● Task statement
Without omitting anything, return the records precisely as given.

● Exercise materials
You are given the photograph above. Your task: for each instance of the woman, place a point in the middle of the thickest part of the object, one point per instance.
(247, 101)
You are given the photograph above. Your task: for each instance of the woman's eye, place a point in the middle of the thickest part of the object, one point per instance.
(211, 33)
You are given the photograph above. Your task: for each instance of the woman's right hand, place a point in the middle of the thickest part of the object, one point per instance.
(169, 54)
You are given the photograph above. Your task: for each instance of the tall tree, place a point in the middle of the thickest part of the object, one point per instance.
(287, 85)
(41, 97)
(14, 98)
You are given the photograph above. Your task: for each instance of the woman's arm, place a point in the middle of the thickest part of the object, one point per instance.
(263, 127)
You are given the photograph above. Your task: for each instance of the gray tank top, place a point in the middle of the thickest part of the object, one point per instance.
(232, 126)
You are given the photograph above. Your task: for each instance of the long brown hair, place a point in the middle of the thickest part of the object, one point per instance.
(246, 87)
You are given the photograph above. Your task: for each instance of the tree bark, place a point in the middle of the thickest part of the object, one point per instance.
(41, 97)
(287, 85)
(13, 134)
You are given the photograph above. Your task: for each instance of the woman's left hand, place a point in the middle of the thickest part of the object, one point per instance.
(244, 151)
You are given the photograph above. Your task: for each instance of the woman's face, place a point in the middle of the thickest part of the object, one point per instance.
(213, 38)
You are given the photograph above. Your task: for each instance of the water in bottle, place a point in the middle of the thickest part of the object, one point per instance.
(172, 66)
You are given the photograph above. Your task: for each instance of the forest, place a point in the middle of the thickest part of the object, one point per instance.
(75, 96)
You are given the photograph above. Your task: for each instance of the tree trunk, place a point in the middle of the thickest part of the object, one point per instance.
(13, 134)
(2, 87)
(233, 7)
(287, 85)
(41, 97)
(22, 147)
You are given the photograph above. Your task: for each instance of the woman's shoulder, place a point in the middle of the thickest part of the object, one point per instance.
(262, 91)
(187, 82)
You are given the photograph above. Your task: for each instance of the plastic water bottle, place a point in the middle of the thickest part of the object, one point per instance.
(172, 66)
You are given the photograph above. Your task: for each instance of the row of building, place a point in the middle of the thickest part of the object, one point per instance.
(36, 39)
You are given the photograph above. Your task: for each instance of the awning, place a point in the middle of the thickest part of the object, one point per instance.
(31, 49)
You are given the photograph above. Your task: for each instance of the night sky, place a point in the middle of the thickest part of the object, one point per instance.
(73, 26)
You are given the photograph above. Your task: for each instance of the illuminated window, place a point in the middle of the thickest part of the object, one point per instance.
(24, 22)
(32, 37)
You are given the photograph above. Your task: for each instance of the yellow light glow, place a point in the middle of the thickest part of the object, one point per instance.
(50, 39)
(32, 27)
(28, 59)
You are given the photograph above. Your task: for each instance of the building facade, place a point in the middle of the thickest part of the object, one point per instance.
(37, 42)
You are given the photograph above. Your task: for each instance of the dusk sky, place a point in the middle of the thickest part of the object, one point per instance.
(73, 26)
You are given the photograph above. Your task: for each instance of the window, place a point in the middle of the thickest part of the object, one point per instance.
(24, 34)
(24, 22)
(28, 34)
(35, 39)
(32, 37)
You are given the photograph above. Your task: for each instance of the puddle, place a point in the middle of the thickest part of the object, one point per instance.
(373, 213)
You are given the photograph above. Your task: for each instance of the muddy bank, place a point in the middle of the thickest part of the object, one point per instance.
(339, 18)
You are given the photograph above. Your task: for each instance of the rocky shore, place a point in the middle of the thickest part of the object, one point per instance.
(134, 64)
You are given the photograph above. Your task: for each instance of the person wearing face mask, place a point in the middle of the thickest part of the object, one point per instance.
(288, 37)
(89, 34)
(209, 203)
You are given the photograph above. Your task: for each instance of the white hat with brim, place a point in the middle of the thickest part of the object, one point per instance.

● Response
You are given the photograph above. Your task: for each instance of the woman, place a point in the middle of the thickest part of the object, one point per instance.
(247, 101)
You are given the photograph above. Your task: for each instance of the woman's eye, place a point in the middle of the thickest part of the object, one point per instance.
(211, 33)
You are given the photograph above. Your task: for each instance of the woman's right hand, place a point in the middle of the thickest part of the object, one point per instance.
(169, 54)
You are given the photograph above. Your task: for each instance of the tall tree, place a point in the middle of the thickest part of the object, one point per instance.
(287, 85)
(41, 97)
(14, 98)
You are given the photograph above. Your task: for each instance of the woman's arm, place a point in the middle of the thickest part of the object, one point per instance.
(263, 127)
You are given the photograph above. Your task: for each instance of the gray tank top, place a point in the middle of the thickest part of the object, one point per instance.
(232, 126)
You are given the photograph above. Your task: for each instance of the long brown hair, place a point in the middle of the thickest part of the object, one point per instance.
(246, 87)
You are given the photograph above. Your task: for each instance of the tree bark, place a point in the middle of the thickest part of the object, one point per instance.
(41, 97)
(287, 85)
(13, 134)
You are given the photograph above. Your task: for each instance of the woman's left hand, place a point in the middle of the thickest part of the object, one point per instance.
(244, 151)
You are given the photograph above. Your task: for each instance of the woman's face, place a point in the middle of the thickest part of the object, one point per instance.
(213, 38)
You are given the photograph above. Your task: for each instance of the water in bottle, place a point in the middle of the thickest part of the object, one point per instance.
(172, 66)
You are given the photograph above. Your task: for each instance of the forest, place a point in the middle of the thickest part of the object, one point per instance.
(75, 96)
You are given the photograph above. Your task: for each instance of the tree trunk, place a point in the middle of the thickest part of the object, one point per instance.
(13, 134)
(2, 87)
(233, 7)
(287, 85)
(41, 97)
(22, 147)
You are given the photograph above. Your task: for each instance of the woman's shoulder, place a point in the middle of the thickest part of the object, one point per instance.
(262, 91)
(187, 82)
You are given the photograph above. Your task: for each instance of the plastic water bottle, place a point in the middle of the thickest part of the object, one point per instance.
(172, 66)
You are given the photograph above. Your task: for each instance of the row of building, place a point in the middle of the thickest part of the object, one point per instance.
(36, 39)
You are given the photograph above. Your task: for each instance of the awning, place a point in the middle of the thickest part of the object, one point per instance.
(31, 49)
You are given the photograph above. Your task: for each instance of the night sky, place a point in the middle of the thickest part of the object, one point per instance.
(73, 26)
You are given the photograph above. Your task: for each instance of the illuminated window, place a point in the middle of the thickest part of the object, one point per instance.
(24, 22)
(32, 37)
You are given the photograph above. Your task: for each instance of the yellow light glow, place a point in the middle of the thickest part of the object, one point per instance.
(50, 39)
(32, 27)
(28, 59)
You are given the photograph above. Your task: for each instance of the building facade, place a point in the middle of the thickest part of the object, one point per instance.
(37, 42)
You are given the photograph above. Your task: for each instance of the dusk sky, place a point in the middle of the thickest part of the object, one point per instance.
(73, 26)
You are given the photograph above. Your task: for each instance of the window, place a point in the middle of the thickest part of the object, one point per instance.
(24, 34)
(24, 22)
(28, 34)
(35, 39)
(32, 37)
You are given the photograph above. Your task: for each instance of the puddle, place a point in the middle of the thickest part of the object, one point per instance.
(373, 213)
You are given the photograph above. Your task: for each instance of the muddy bank, place a point in the middle of the thickest part of the object, one point per instance.
(339, 18)
You are given the photograph above. Your task: for each instance of the rocky shore, place a point in the middle of the thickest part of the object, one point per instance.
(134, 64)
You are given the photograph above. Your task: for each instance of the person wearing face mask, place a point in the middle of the thickest part of the object, one point per instance.
(288, 37)
(89, 34)
(209, 203)
You are given the photograph above. Your task: for each instance of the white hat with brim, place a point in the middle of the thickest part of the object, one point per instance.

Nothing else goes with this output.